SHORT EXERCISE> Rewrite the full listing below, switching every "automation step" to "processing step" and leaving everything else unchanged.

Annotated coordinate records>

***

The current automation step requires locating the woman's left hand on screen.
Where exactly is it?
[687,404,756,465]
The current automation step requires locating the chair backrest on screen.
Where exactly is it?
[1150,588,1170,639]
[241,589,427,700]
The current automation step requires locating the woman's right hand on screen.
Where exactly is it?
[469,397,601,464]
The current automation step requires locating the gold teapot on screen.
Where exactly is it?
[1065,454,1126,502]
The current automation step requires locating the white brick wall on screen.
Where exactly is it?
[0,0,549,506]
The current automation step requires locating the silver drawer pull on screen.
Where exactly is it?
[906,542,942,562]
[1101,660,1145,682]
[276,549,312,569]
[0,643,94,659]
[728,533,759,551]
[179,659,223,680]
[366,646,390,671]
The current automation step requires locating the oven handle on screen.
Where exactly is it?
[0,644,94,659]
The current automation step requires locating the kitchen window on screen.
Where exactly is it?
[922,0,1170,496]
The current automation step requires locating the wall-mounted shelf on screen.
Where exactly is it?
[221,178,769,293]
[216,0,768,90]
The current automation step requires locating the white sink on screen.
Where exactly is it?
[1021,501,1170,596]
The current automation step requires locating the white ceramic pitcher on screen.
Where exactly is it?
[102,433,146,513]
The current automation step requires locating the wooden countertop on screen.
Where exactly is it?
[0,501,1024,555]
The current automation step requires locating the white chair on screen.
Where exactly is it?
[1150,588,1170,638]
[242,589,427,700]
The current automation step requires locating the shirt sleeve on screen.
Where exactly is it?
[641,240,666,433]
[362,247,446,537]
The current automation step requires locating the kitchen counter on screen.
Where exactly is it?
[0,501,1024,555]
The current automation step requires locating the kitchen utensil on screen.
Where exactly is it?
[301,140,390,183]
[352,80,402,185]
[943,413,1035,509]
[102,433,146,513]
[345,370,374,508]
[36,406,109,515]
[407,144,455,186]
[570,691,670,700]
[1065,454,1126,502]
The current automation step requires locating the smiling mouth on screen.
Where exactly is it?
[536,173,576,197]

***

EXERCISE ANSWER>
The current processing step requires locating the woman's left hand on screen.
Where exactly is it?
[687,404,756,465]
The current processing step requires locating the chair backrest on screen.
Where exactly is it?
[1150,588,1170,639]
[241,589,427,700]
The current processing step requires locating the woman's right hand on screen.
Where exactly is it?
[469,397,601,464]
The current processing step requires locating the gold teapot on screen.
Where exactly is it?
[1065,454,1126,502]
The current processing step requires locating the white brick wall on screen.
Where exactly is it?
[0,0,549,506]
The current processing step requires locating the silver drawer pull on screen.
Where exactly is it?
[906,542,942,562]
[1101,660,1145,682]
[276,549,312,569]
[0,643,94,659]
[728,533,759,551]
[179,659,223,680]
[366,646,390,671]
The current processing step requires locating the oven handle on screen.
Where exactly is it?
[0,644,94,659]
The current processing step requires locating the kitchen window on screen.
Where exactly is it?
[922,0,1170,496]
The current processing step requires locating the wall-mounted shelf on screen.
Where exactly is it?
[221,178,769,293]
[216,0,768,90]
The current processing step requires locating the white sink on screen.
Where exactly is it?
[1021,501,1170,596]
The current processing step requires locating the white ceramic pitcher on screen.
Where exactly is it?
[102,433,146,513]
The current processing step requires locating the wooden countertop on screen.
Where exactly is it?
[0,501,1024,555]
The current processing step requires locating the white chair on screen.
Where exactly is it?
[1150,588,1170,638]
[242,589,427,700]
The current processing step requires locating the shirt sleeve on screen.
Where exactly is it?
[641,240,666,433]
[362,247,446,537]
The current processing step requires locating the kitchen counter on screen.
Where exactly is it?
[0,501,1024,555]
The current processing step requires locating the kitchen utensil on screen.
Where exactly is it?
[301,140,390,183]
[352,80,402,185]
[943,413,1035,509]
[102,433,146,513]
[345,370,374,508]
[36,406,109,515]
[407,144,455,186]
[570,691,670,700]
[1065,454,1126,502]
The current processing step requires locating the smiling mouth on screen.
Where exactly is it?
[536,173,576,197]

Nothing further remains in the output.